## JOB
Please copy from the article below about Free Basics in India the passage that runs from "He says more" up to and including "in the world.".

## SOURCE EXCERPT
** Begin **
Why is Mark Zuckerberg angry at critics in India?

Soutik Biswas Delhi correspondent


  • 29 December 2015

Mark Zuckerberg is feeling the force of critics who believe his effort to provide Indians with free access to a limited number of internet services hurts India's democracy and violates net neutrality.
In an unusually pugnacious appeal in the mass-circulation Times of India, the Facebook founder forcefully defended introducing his Free Basics service, "a set of basic internet services for education, healthcare, jobs and communication that people can use without paying for data".
Facebook, Mr Zuckerberg says, has already launched the service in partnership with more than 35 mobile operators in more than 30 countries.
He says more than 15 million people have already come online because of the service. "The data is clear," he says. "Free Basics is a bridge to the full internet and digital equality."
So - in a tone which many say mocks critics - Mr Zuckerberg asks: "Who could possibly be against this?
"Surprisingly, over the last year there's been a big debate about this in India."
Stiff opposition

After all, with more than 130 million users, India is Facebook's second biggest market in the world.
Mr Zuckerberg has been bear-hugged by Indian Prime Minister Narendra Modi in California, and has visited India twice. He insists India will be crucial to getting "the next billion online".
Many believe Mr Zuckerberg possibly expected a cakewalk with Free Basics, and is now irate at being stonewalled by critics who are not convinced about his motives.
Earlier this month, India's telecom regulator directed a mobile operator that partnered with Facebook to put the Free Basics offer on hold following stiff opposition by the critics, who believe that it runs contrary to the principles of net neutrality and that data providers should not favour some online services over others by offering cheaper or faster access.
** End **
## SUPPLIED ENTRIES
** Begin **
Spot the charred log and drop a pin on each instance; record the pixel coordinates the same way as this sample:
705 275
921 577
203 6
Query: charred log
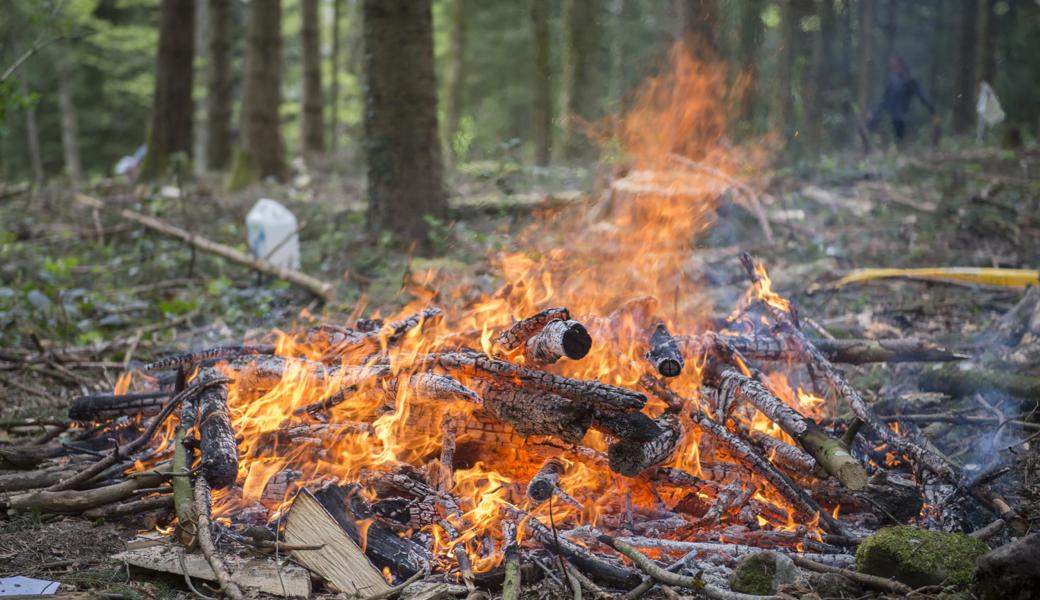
** End **
## RESPONSE
He says more than 15 million people have already come online because of the service. "The data is clear," he says. "Free Basics is a bridge to the full internet and digital equality."
So - in a tone which many say mocks critics - Mr Zuckerberg asks: "Who could possibly be against this?
"Surprisingly, over the last year there's been a big debate about this in India."
Stiff opposition

After all, with more than 130 million users, India is Facebook's second biggest market in the world.